- **Page extract**
+++

Health officials are warning residents in Flagstaff, Arizona to avoid contact with fleas after several specimens tested positive for the Black Plague. Officials say the disease was found in the fleas from dead prairie dogs in the northern edge of Flagstaff. This disease, as you may already know, was responsible for killing an estimated 60% of the European population during the dark ages. While it’s highly unlikely that we’ll experience an epidemic of this magnitude, the Black Plaque remains a concern among Arizona health officials.
The Black Plaque was caused by the bacterium Yersinia pestis. Scientists initially thought rats were responsible for transmitting the bacterium to humans; however, it was later discovered that fleas on the rats carried it. When an infected flea fell off a rat and bit a human, the human would be at risk for catching the potentially deadly disease. This is why it’s important for individuals and families to take the necessary precautions to keep these blood-sucking parasites away.
Symptoms of the Bubonic Plaque vary from patient to patient, but some of the most commonly reported symptoms include enlargement of lymph glands (usually occurs near the flea bite), fever, chills and muscle cramps. If left untreated, Bubonic Plague can spread into the blood stream or even the lungs, causing pneumonic plague. These complications are typically what makes this disease deadly. The good news is that modern-day infrastructures, sanitary conditions and antibiotics make the possibility of another Black Plague epidemic highly unlikely.

+++

- **Your assignment**
Carry on the article about plague-infected fleas near Flagstaff, picking up right after its final sentence.

+++

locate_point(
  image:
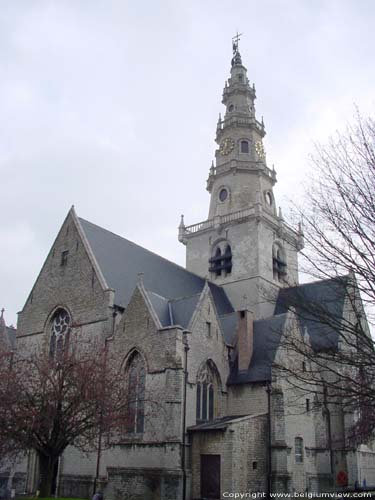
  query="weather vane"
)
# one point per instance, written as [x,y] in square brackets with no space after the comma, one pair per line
[235,41]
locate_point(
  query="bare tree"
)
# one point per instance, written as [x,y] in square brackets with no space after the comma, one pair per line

+++

- **Response area**
Of course, health officials advise Flagstaff residents to avoid touching dead prairie dogs, squirrels, foxes or other animals. If the animal contains fleas, it could transmit the Bubonic Plague. Applying a deet-based insect repellent may offer some protection against disease-carrying fleas. If you notice any dead animals in a public park or recreational facility, contact Yavapai County Environmental Health Services at 928-771-3149.
“Visitors to recreational areas should not feed wild animals, not leave edible trash out where wild animals can get to it, avoid camping or picnicking in the immediate vicinity of ground squirrels or prairie dog burrows, and should avoid taking pets into areas where they could be exposed to fleas. If you must take your pet into areas with fleas, please ensure your pet has appropriate flea control and vaccinations, as recommended by a veterinarian,” wrote David Mcatee of PrescottNews.com.